• Required action: Please work out how many lines in the records below include the word "spectator", and reply with that number only.

Referring expression data:
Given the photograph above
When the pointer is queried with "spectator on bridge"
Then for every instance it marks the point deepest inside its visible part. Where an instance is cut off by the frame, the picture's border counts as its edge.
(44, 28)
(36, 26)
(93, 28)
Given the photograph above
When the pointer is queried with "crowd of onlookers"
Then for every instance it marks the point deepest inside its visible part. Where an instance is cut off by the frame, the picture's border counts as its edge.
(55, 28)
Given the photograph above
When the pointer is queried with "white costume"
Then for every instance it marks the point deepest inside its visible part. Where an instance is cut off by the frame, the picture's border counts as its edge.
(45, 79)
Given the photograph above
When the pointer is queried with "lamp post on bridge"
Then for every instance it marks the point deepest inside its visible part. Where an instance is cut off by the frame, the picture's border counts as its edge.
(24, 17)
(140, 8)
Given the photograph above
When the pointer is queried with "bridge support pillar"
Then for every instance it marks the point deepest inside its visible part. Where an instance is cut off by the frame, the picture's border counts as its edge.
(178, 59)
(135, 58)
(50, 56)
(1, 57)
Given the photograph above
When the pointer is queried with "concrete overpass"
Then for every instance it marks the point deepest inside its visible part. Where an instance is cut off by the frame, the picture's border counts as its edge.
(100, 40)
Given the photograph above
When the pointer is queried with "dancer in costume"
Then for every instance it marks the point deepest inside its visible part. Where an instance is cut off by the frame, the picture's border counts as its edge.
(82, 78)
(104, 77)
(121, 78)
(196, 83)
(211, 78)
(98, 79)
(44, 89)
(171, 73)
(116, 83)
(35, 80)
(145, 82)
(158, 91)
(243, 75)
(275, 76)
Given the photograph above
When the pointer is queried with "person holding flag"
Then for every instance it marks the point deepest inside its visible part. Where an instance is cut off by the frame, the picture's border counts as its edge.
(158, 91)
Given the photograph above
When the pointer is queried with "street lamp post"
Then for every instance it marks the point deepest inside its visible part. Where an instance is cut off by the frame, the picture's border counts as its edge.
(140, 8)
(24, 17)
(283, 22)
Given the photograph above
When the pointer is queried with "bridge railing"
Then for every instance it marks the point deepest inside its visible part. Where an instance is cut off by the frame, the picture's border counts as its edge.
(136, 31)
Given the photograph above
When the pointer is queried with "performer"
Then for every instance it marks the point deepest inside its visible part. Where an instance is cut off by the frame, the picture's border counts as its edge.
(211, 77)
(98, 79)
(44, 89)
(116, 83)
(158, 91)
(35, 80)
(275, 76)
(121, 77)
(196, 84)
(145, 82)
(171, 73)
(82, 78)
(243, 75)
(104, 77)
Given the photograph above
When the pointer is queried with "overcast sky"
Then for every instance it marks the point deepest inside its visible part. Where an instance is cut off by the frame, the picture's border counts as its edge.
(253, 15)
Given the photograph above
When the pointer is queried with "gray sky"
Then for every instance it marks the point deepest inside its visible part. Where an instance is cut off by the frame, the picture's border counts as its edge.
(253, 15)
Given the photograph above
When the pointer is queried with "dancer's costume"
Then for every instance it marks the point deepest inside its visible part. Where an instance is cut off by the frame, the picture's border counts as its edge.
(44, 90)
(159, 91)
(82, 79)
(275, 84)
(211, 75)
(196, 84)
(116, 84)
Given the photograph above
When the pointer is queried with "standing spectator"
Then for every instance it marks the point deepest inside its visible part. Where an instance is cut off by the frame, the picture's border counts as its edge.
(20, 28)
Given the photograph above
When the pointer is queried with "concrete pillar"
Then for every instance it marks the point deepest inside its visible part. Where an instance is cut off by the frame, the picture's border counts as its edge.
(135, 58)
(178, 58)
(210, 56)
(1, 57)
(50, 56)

• Task solution: 2